*** Opening of Available data ***
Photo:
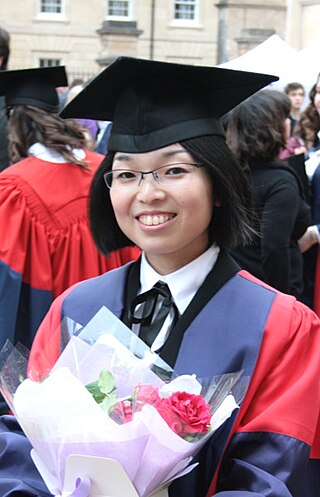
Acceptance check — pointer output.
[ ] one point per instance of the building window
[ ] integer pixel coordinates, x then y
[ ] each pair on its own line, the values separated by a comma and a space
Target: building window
50, 62
51, 6
119, 9
185, 10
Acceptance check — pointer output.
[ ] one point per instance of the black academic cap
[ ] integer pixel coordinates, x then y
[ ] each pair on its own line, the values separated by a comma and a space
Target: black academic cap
153, 104
35, 87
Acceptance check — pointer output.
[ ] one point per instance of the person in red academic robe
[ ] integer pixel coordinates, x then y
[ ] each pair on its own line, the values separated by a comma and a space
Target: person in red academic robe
46, 244
171, 186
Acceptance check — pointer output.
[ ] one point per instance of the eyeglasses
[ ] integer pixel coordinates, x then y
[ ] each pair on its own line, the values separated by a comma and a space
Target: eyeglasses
169, 175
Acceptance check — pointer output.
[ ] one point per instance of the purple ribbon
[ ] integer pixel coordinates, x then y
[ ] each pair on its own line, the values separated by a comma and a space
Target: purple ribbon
82, 488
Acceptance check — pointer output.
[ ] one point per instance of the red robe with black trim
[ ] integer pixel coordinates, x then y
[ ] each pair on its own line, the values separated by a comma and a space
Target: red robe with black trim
46, 245
273, 447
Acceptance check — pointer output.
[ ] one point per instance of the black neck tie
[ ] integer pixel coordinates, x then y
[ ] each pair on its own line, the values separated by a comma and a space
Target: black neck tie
151, 320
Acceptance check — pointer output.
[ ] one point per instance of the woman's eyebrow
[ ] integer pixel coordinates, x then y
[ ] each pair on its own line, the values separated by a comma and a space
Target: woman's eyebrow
123, 158
171, 153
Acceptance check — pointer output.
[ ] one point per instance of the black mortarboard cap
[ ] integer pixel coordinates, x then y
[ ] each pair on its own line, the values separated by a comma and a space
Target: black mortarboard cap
153, 104
35, 87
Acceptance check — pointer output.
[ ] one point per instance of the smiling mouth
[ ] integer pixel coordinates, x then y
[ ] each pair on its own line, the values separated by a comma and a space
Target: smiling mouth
155, 220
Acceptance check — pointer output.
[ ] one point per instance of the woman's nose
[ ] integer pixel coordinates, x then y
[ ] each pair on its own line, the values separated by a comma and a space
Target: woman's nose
149, 189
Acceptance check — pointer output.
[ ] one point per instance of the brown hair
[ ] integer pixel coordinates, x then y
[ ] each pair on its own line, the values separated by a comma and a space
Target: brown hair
255, 129
28, 125
309, 123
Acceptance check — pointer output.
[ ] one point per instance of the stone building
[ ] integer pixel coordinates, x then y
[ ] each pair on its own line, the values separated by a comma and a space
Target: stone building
87, 36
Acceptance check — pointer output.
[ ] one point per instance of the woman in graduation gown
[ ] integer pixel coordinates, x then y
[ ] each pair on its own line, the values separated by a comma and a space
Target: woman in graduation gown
170, 185
46, 244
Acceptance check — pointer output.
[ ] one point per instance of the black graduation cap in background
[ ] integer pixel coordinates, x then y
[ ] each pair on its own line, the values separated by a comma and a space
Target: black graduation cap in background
153, 104
35, 87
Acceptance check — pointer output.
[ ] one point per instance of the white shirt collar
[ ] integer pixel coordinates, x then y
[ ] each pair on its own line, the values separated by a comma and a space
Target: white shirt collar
46, 154
184, 282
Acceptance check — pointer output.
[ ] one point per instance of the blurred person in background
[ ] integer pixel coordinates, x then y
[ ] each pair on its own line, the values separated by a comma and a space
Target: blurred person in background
46, 244
89, 127
257, 131
4, 58
309, 243
296, 93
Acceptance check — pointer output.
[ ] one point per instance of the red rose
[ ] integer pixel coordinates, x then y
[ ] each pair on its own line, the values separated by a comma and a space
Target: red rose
191, 410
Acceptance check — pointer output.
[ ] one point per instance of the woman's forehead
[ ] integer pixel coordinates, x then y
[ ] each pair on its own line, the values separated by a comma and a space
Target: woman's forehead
167, 152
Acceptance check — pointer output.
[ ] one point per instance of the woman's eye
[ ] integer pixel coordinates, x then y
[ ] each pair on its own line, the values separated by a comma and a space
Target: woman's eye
125, 175
174, 170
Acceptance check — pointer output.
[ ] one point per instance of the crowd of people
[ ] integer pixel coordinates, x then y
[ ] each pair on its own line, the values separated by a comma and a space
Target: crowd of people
209, 206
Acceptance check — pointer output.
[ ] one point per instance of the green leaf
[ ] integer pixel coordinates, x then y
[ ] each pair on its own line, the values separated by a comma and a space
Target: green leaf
106, 382
108, 403
95, 391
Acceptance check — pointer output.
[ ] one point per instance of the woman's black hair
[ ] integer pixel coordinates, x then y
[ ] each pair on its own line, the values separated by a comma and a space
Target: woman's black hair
232, 221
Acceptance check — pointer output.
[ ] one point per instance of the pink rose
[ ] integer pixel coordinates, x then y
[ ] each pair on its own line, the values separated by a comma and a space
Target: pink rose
191, 410
122, 412
147, 394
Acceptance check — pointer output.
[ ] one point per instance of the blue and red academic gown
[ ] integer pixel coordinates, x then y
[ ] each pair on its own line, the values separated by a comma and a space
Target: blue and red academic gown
46, 244
271, 446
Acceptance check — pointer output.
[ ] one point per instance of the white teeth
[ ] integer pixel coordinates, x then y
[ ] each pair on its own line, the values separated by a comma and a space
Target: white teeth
154, 220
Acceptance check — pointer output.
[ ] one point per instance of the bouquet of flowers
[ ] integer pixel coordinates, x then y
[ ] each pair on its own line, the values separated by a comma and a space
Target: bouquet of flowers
*** Close of Available data ***
■ Prompt: In copying the material, drop all pictures and keep everything else identical.

■ Response to the task:
Photo:
Acceptance check — pointer output.
[ ] one point per instance of the building window
[ ] integer pixel coordinates, x then y
[ ] each pair on its own line, the values separated by a comma and a space
Target: building window
50, 62
51, 6
119, 9
185, 10
Acceptance check — pointer output.
[ ] one point per instance of the black academic cap
[ ] integer pixel coordinates, x then y
[ ] each pair on its own line, the values separated by a comma and a space
Target: black academic cap
153, 104
35, 87
Acceptance check — pointer output.
[ ] one point per instance of the person in red academic robe
[ ] integer pixel coordinates, x then y
[ ] each pair on its own line, the values separated by a comma and a space
Target: person in red academic robe
46, 244
171, 186
Acceptance check — pointer output.
[ ] one point per instance of the eyeglasses
[ ] integer pixel coordinates, x then y
[ ] each pair on its own line, the values separated by a comma and a space
Target: eyeglasses
169, 175
Acceptance check — pointer output.
[ ] one point per instance of the purple ribbon
[ ] integer pixel coordinates, x then y
[ ] each pair on its own line, the values separated by a comma and a space
Target: purple ribbon
82, 488
Acceptance check — pointer output.
[ ] one point per instance of the red robe with black trim
[ ] integer pixel coordinates, x then y
[ ] each pair on its own line, the values separated by a comma and a space
Target: red robe with black trim
46, 245
273, 447
Acceptance check — pointer output.
[ ] one point per instance of the black neck tie
[ ] integer pixel coordinates, x then y
[ ] each pair on its own line, the values separated by a comma and a space
Target: black neck tie
151, 320
Acceptance check — pointer output.
[ ] one point per instance of the woman's eyebrow
[ ] integer pixel coordinates, x then y
[ ] each pair on its own line, the values separated by a comma and a space
Target: woman's eyebrow
123, 158
171, 153
Acceptance check — pointer output.
[ ] one point per instance of the black mortarboard cap
[ ] integer pixel coordinates, x then y
[ ] each pair on its own line, the values separated by a comma and a space
Target: black mortarboard cap
153, 104
35, 87
Acceptance check — pointer output.
[ ] one point per instance of the smiling mouth
[ ] integer pixel coordinates, x then y
[ ] each pair on its own line, the values separated by a comma and a space
Target: smiling mouth
155, 220
Acceptance check — pointer output.
[ ] one point per instance of the woman's nose
[ ] integer pixel coordinates, x then y
[ ] each pair on its own line, the values separated by a comma and a space
Target: woman's nose
149, 189
Acceptance check — pointer output.
[ ] one point per instance of the brown hair
[ ] integer pixel coordinates, x then y
[ ] each pair on its own line, the values separated by a comma and a space
Target: brown hair
255, 129
28, 125
309, 123
Acceptance check — pointer output.
[ ] one point per instance of the stone building
[ ] integer pixel coordinates, x then y
[ ] each pair on its own line, the values separated by a comma and a space
Target: stone building
87, 36
Acceptance check — pointer output.
[ ] one point per instance of the woman in graduation gown
[ ] integer pixel coordinates, x then y
[ ] each pair on its own line, the values separated by a comma and a space
Target: woman in graduation gown
170, 185
46, 244
Acceptance check — pointer output.
[ ] one point per instance of the black graduation cap in background
[ ] integer pixel coordinates, x then y
[ ] each pair on its own line, the values separated by a comma and a space
Target: black graduation cap in background
153, 104
35, 87
Acceptance check — pointer output.
[ ] one point per instance of the white shirt collar
[ ] integer pixel coordinates, x then y
[ ] each pair on its own line, the values separated by a comma and a space
Target: white shirt collar
46, 154
184, 282
Acceptance check — pointer output.
[ ] one point per instance of the blurred person in background
[ ] integer pixel coordinates, x then y
[ ] each pair on its own line, the values separated by a comma and a space
Target: blurred person in background
46, 244
89, 127
257, 131
4, 58
309, 243
296, 93
Acceptance check — pointer output.
[ ] one point per instance of the red rose
[ ] integer pixel coordinates, x then y
[ ] each pair on its own line, the values separated by a comma and a space
Target: red rose
191, 410
Acceptance check — pointer output.
[ ] one point per instance of the woman's forehead
[ ] integer pixel coordinates, x then y
[ ] each pair on its own line, the values separated by a comma and a space
Target: woman's forehead
167, 152
Acceptance check — pointer output.
[ ] one point per instance of the woman's eye
[ ] integer pixel coordinates, x then y
[ ] each pair on its own line, the values separated by a comma and a space
Target: woman's eye
125, 175
174, 170
Acceptance check — pointer output.
[ ] one point per instance of the crowd of people
[ ] integer pixel coordinates, x then y
[ ] each pair on its own line, the values separated by a comma and a space
Target: crowd of people
209, 206
Acceptance check — pointer output.
[ ] one point per instance of the green leaf
[ ] integer pixel coordinates, x then y
[ ] each pair on its own line, the values separated by a comma and a space
Target: green leaf
106, 382
108, 403
95, 391
Acceptance check — pointer output.
[ ] one point per instance of the woman's black hair
[ ] integer pixel coordinates, x then y
[ ] each pair on its own line, the values separated by a comma and a space
Target: woman's black hair
232, 221
Acceptance check — pointer output.
[ ] one point per instance of the pink rose
[ ] integer pixel coordinates, x then y
[ ] each pair on its own line, the values separated by a comma and a space
Target: pink rose
191, 410
122, 412
147, 394
Acceptance check — pointer output.
[ ] one point per instance of the blue and red academic gown
[ ] integer pixel coordinates, x then y
[ ] each pair on its own line, the values separated by a comma and a space
Target: blue and red academic gown
46, 244
271, 446
Acceptance check — pointer output.
[ ] one point per instance of the white teeth
[ ] integer pixel coordinates, x then y
[ ] each pair on its own line, the values separated by a comma and a space
Target: white teeth
154, 220
Acceptance check — pointer output.
[ ] one point per instance of the bouquet of flowers
[ ] integer pixel coordinates, x then y
[ ] each pair on its own line, the values separated by a comma and a space
Target: bouquet of flowers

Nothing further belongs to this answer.